> DATA EXCERPTS:
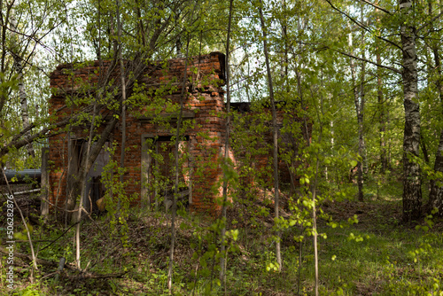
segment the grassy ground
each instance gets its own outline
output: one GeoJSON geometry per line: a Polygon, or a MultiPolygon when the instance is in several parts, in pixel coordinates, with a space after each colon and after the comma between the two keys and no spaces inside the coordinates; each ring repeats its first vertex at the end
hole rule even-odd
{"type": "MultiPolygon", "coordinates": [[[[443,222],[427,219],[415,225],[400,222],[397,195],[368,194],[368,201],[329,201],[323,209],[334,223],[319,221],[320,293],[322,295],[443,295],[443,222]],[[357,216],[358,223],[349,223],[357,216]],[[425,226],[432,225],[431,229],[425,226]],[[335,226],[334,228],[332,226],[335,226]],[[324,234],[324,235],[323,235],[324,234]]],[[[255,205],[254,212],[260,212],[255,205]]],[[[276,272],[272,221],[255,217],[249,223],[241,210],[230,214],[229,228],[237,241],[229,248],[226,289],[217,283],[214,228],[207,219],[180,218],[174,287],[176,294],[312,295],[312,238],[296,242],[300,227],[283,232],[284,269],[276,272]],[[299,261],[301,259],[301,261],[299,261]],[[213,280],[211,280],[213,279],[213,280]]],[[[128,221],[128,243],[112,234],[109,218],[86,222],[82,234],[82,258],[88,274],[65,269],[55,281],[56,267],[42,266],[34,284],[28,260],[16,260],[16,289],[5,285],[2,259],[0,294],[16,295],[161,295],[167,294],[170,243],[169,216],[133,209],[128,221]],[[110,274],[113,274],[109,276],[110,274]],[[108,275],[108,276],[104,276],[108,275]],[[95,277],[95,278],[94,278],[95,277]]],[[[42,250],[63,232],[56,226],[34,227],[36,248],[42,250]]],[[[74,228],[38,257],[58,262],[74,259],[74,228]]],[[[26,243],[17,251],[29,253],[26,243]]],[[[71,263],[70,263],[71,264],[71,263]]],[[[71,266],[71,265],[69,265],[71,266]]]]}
--
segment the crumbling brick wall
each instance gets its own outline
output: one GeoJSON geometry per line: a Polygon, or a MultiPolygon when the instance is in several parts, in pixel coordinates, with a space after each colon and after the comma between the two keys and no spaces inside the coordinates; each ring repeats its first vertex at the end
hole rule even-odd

> WRITTEN EXERCISE: How many of the lines above contain the string "segment", with case counting? Reply with the number only.

> RESPONSE BELOW: 2